[begin Records for processing]

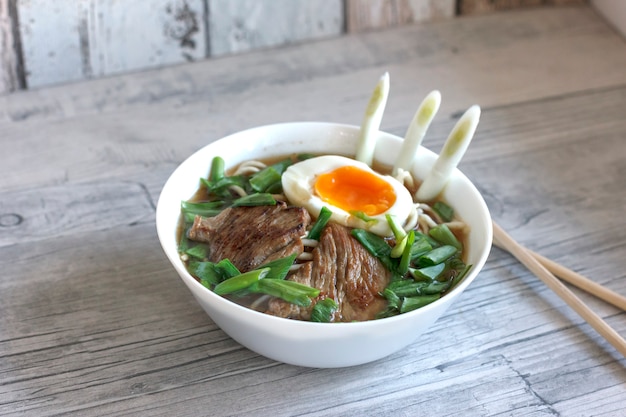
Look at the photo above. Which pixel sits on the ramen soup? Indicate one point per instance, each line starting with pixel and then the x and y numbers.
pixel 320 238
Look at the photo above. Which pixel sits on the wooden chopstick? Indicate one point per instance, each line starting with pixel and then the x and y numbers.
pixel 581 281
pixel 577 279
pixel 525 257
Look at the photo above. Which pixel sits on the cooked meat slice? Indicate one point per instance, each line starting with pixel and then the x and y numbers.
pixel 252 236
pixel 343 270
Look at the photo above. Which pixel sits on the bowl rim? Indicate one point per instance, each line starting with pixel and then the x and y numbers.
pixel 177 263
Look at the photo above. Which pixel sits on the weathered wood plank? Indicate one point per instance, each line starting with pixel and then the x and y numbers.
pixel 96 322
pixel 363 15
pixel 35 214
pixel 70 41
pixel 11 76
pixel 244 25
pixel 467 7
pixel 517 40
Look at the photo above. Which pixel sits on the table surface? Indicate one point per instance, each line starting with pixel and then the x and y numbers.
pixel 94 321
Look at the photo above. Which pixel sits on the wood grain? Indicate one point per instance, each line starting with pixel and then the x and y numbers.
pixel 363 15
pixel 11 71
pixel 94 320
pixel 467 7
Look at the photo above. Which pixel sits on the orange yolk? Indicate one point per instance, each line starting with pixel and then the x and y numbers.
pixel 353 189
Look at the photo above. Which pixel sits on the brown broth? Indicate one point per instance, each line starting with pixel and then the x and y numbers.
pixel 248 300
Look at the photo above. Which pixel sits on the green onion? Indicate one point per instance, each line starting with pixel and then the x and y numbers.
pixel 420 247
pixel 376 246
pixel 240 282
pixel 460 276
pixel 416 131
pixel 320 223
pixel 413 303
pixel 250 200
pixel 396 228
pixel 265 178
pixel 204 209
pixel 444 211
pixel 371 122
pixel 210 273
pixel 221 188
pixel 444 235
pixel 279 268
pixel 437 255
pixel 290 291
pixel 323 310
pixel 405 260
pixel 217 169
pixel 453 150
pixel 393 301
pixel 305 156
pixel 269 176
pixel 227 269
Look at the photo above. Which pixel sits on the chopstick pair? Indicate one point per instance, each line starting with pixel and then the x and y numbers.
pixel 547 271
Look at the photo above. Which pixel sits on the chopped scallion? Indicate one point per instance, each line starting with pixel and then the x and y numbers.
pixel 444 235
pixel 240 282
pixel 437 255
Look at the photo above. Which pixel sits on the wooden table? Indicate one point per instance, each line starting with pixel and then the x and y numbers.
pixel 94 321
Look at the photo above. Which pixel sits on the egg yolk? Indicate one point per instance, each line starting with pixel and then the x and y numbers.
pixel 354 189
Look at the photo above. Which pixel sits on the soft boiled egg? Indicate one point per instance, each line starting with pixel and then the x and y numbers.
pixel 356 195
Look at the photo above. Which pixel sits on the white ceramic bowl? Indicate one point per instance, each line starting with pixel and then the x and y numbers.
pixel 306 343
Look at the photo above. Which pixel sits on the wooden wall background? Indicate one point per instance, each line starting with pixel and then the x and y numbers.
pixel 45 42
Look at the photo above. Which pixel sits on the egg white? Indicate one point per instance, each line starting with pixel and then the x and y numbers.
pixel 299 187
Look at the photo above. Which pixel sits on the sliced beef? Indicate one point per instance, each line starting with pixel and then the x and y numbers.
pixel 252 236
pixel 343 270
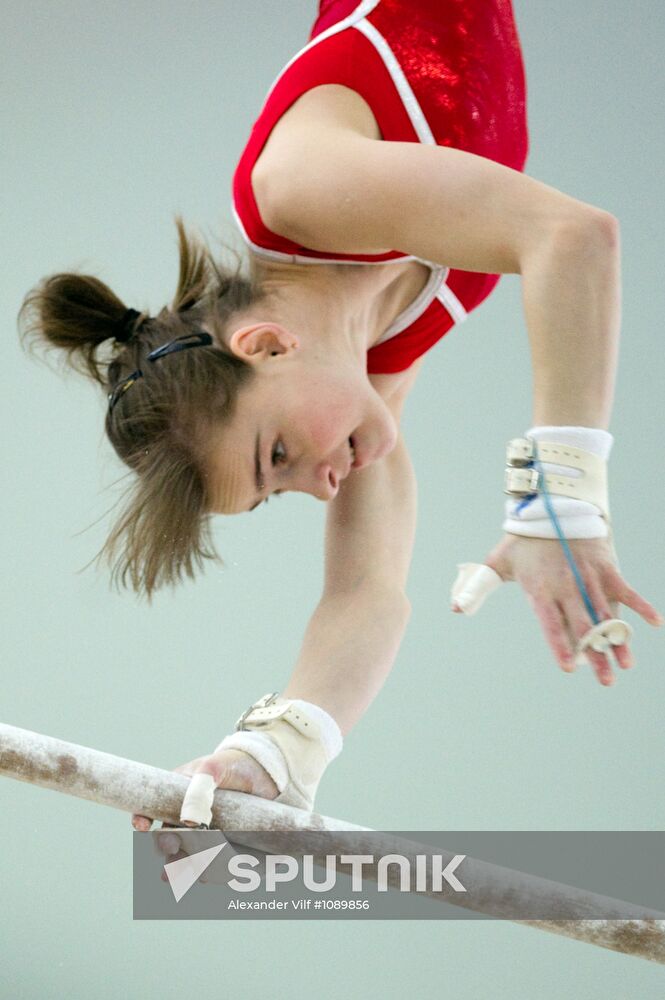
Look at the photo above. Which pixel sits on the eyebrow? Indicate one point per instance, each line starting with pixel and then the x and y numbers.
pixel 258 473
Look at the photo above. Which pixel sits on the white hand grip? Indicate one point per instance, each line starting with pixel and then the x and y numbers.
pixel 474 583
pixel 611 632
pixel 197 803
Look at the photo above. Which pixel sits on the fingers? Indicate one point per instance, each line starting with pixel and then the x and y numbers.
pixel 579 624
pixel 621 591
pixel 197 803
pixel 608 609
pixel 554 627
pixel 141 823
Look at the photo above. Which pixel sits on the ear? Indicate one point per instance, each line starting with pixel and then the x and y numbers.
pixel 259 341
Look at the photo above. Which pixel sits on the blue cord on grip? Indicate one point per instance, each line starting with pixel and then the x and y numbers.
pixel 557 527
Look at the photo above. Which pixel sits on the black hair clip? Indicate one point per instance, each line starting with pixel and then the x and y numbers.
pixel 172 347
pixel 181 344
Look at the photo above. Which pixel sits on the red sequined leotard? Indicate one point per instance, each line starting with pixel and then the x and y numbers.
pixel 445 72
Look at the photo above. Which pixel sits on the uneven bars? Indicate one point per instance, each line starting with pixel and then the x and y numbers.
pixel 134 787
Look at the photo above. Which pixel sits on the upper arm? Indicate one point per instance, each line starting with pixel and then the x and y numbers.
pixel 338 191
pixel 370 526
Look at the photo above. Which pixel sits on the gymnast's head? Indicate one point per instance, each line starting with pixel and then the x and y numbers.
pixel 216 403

[end Records for processing]

Copy the listing above word for word, with the pictures left out.

Look at the photo above. Which pixel sits on the ramen soup? Indicate one point per instance, each line starting with pixel and then the x and y numbers.
pixel 320 238
Look at the photo above. Which pixel sits on the wooden chopstick? Indicate one point per instance, each line starting with pixel and then the x and y numbers.
pixel 581 281
pixel 577 279
pixel 525 257
Look at the photo above. Which pixel sits on the cooked meat slice? Indicate one point per instance, each line starting with pixel and then the x and y numbers.
pixel 252 236
pixel 343 270
Look at the photo above. Which pixel sits on the bowl rim? Indicate one point per instance, each line starting with pixel and then the x and y numbers.
pixel 177 263
Look at the photo above. Which pixel sits on the weathered wood plank? Indicate one point per instance, each line starting with pixel and then the x and y numbers.
pixel 96 322
pixel 363 15
pixel 35 214
pixel 70 41
pixel 11 76
pixel 244 25
pixel 467 7
pixel 517 40
Look at the photo above. Which pixel sits on the table surface? Indicate one point per instance, each line starting with pixel and then the x and y numbers.
pixel 94 321
Look at the photo above. Which pixel sits on the wood grain? Indicate one point per instance, each line starting with pixel and then the x and y numbers.
pixel 363 15
pixel 11 71
pixel 94 320
pixel 467 7
Look at the photo above. Which pixel sits on the orange yolk? Indicate one point per instance, each line starting with pixel and then the x and y numbers.
pixel 353 189
Look at the photo above. Which pixel sits on the brown broth? Indicate one point per instance, each line starting with pixel and then the x and y numbers.
pixel 248 300
Look at the photo above. Which pixel sits on the green onion? Indicate one point per instance, each line starting with pixel and then the x and y numbers.
pixel 420 247
pixel 376 246
pixel 240 282
pixel 460 276
pixel 416 131
pixel 320 223
pixel 413 303
pixel 250 200
pixel 396 228
pixel 265 178
pixel 204 209
pixel 444 211
pixel 371 122
pixel 210 273
pixel 221 188
pixel 444 235
pixel 279 268
pixel 437 255
pixel 290 291
pixel 323 310
pixel 405 260
pixel 217 169
pixel 453 150
pixel 393 301
pixel 305 156
pixel 269 176
pixel 227 269
Look at the photo above. Which pixel sits on the chopstick pair? Indicate one point per instance, each line starting with pixel and then the x and y numbers.
pixel 547 271
Look at the photo above. Which pixel sits on the chopped scallion? Indicate one point per instance, each line starting with pixel and then the x and y numbers.
pixel 444 235
pixel 240 282
pixel 437 255
Look at the photo above. Which pixel sits on the wooden table? Indicate one point per instance, each line starting with pixel and then the x and y numbers.
pixel 94 321
Look at the photo above. Which pixel sits on the egg yolk? Indicate one point per instance, each line starting with pixel and then the x and y numbers.
pixel 354 189
Look at the photo above. Which pixel sits on the soft boiled egg? Indicate one point per instance, each line starting with pixel and then the x and y numbers.
pixel 356 195
Look at the photo above. Which pixel sits on the white ceramic bowl? Indicate one point per instance, each line starting with pixel and then the x and y numbers.
pixel 306 343
Look at the photo above. Which pixel sits on the wooden wall background? Indicate one point per instance, each line starting with pixel and then the x and y numbers.
pixel 45 42
Look at the photo above. Which pixel sits on the egg white? Indicate one point per instance, each line starting with pixel and then the x and y numbers.
pixel 299 187
Look at the photo above. Which pixel sits on the sliced beef? Indicate one point per instance, each line starting with pixel and then the x and y numbers.
pixel 252 236
pixel 343 270
Look at the photo above. Which pixel sits on the eyebrow? Indicate one point per instance, each line starting with pixel and then the x and y numbers.
pixel 258 473
Look at the photo above. Which pixel sits on the white hand grip? Indicate one point per instance, each line starting with pixel and then the x and y numbers.
pixel 474 583
pixel 611 632
pixel 197 803
Look at the photo above. Which pixel sits on the fingers? Indicate one point per instance, each line starting with pixel and then the x and y numbers.
pixel 579 624
pixel 621 591
pixel 197 803
pixel 608 609
pixel 554 627
pixel 141 823
Look at the photo above. Which pixel sits on the ear? Indicate one point per instance, each line starting with pixel and then the x and y numbers.
pixel 259 341
Look at the photo above. Which pixel sits on the blue cord on grip? Indicate one point per instance, each line starting with pixel and then the x and y numbers.
pixel 557 527
Look at the photo above. Which pixel sits on the black hair clip? Indicate one point per instance, each line starting with pixel and then the x and y numbers.
pixel 172 347
pixel 181 344
Look at the photo above. Which pixel sits on the red sequined leotard? Indicate one point per instance, each line starting with pixel and then the x and y numbers.
pixel 445 72
Look at the photo above. Which pixel sits on the uneven bars? Indicate one point per instance, each line starting with pixel and then the x and y numbers.
pixel 134 787
Look at the photo above. Which pixel sits on the upper arm? Indicate one point per instance, each line starting with pixel and then the x and y numbers.
pixel 338 191
pixel 370 526
Look at the photo above. Which pixel sits on the gymnast's head? Indicate one point per instance, each line starting with pixel and then the x and y numbers.
pixel 216 403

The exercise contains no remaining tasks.